- _Activity_: Carry on the blog post about a father's outrageous remarks, picking up after its last sentence.

- _Document section_:
──────
Back by semi-popular demand this is a reprint and because I think it’s really funny. Also I’m reprinting this one because my brother, who says some of the most &%$#*@ up stuff in the world, is in the hospital. Goodnews though, yesterday he started calling the nurses “darlin'” so I know he’ll be ok.
*%$#* my dad and brother said.
Yeah, William Shatner has a bad show and he’s a pain in the *$% who says messed up &!)*, but I think we all have fathers with ridiculous ideas.
My dad, I Granger McDaniel, was a genius, a visionary, a war hero, but he said some *^@% up stuff.
I remember when I was a little girl, sitting at the table with my mom, dad and brothers,I started picking at my food, pushing the peas under the bread, because I was full and didn’t want to eat anymore. My mother told me I had to eat the rest of my dinner and Dad interrupted her , “Don’t make the girls clean their plates, the fat ones are hard to get married off”. Serisoulsy…he said that out loud.
When I was four, I sat on Dad’s lap, played with his massive mustache and told him an epic story about bears and trolls and the fairies who lived in my underwear drawer. He laughed, shook his head and said, “Little girls, as soon as they can open their eyes they can flirt, as soon as they can open their mouths they can lie”. This was during the sixties when sexism was pretty white bread.
──────
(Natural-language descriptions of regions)
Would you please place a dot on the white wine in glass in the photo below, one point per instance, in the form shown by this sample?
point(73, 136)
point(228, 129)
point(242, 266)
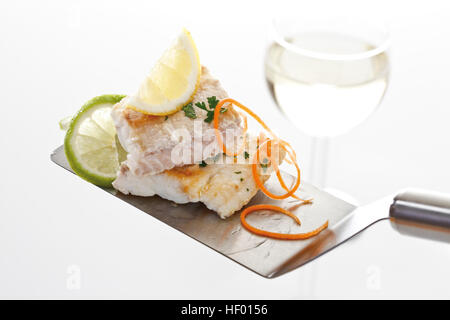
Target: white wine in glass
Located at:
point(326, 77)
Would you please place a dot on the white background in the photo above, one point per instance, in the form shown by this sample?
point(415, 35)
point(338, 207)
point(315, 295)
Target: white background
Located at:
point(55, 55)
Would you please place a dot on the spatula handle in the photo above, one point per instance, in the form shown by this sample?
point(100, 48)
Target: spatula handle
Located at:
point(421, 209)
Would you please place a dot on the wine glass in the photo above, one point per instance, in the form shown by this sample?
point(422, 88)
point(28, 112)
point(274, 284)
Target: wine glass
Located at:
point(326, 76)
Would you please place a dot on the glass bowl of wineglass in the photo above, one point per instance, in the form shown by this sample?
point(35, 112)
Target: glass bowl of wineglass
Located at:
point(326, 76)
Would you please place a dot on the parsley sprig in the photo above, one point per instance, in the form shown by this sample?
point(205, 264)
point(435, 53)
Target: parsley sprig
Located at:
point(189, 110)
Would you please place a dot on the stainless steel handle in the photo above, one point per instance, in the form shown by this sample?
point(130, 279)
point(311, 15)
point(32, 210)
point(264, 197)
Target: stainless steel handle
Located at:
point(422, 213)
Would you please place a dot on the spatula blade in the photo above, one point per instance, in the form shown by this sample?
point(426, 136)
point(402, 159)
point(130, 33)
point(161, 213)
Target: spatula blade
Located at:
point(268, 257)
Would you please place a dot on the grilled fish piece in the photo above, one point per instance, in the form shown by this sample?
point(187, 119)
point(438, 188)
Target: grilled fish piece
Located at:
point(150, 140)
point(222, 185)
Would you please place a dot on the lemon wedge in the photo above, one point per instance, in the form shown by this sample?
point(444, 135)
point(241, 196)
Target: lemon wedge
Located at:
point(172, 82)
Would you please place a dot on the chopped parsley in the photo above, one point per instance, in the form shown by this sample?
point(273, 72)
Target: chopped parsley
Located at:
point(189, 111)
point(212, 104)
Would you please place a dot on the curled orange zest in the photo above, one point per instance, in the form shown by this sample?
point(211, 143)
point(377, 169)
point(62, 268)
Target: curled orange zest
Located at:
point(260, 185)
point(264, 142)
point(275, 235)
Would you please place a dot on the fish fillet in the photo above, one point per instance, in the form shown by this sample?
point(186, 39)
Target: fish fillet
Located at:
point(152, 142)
──────
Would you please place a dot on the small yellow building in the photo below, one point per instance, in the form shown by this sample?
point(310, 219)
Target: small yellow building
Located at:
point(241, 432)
──────
- _Your response_:
I Granger said some other absurd and brilliant things too, but maybe the two most important comments were a lot easier to follow. My two favorites were, “On any given day, anything can happen”. Think about it. That one is as right as rain. Miricles do happen, unbeatable teams loose, sometimes losers and long shots win. Anything is possible on any given day.
And finally, he would sit on the edge of my bed every night and remind me, “When your imagination accepts it as reality, it will inevitably become the truth”. For crazy people and little girls that’s a powerful mantra. It makes you brave no matter how enormous the enemy; it allows you to dream and believe the best can and will happen. That phrase allowed me to keep faith and hope alive, no matter how disastrous the situation. Obviously, those are re-phrased biblical ideas. My father wanted me to believe, to have faith and to see that everything is possible.
I hang on to my father’s words, all of them, the good and the bad, and too this day, I never ever clean my plate.